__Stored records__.
-=-=-
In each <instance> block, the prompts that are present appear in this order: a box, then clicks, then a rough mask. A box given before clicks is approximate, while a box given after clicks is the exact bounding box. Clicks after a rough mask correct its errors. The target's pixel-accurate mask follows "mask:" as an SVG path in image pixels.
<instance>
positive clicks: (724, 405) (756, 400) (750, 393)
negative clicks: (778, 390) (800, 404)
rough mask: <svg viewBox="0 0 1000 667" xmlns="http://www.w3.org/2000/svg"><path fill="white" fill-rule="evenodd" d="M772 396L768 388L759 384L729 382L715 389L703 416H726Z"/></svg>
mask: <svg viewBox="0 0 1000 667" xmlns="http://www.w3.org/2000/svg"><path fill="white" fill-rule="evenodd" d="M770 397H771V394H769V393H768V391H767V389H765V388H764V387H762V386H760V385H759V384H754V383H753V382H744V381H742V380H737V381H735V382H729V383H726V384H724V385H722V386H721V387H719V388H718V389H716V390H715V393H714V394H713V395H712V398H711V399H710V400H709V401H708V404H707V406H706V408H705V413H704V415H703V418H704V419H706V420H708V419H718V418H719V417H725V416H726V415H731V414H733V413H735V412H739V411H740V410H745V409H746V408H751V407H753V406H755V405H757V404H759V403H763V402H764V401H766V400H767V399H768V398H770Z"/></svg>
-=-=-
Could you please copy the lines above exactly, beginning at the first and ending at the line that contains "negative clicks: (778, 390) (800, 404)"?

__ANSWER BOX__.
In each <instance> block, the prompts that are present appear in this order: a box, then clicks, then a rough mask. A box given before clicks is approximate, while a box given after clicks is the exact bounding box. Clicks after a rough mask correct its errors. The target's pixel-accurate mask follows "mask:" as an SVG path in image pixels.
<instance>
positive clicks: (724, 405) (756, 400) (750, 393)
negative clicks: (778, 390) (800, 404)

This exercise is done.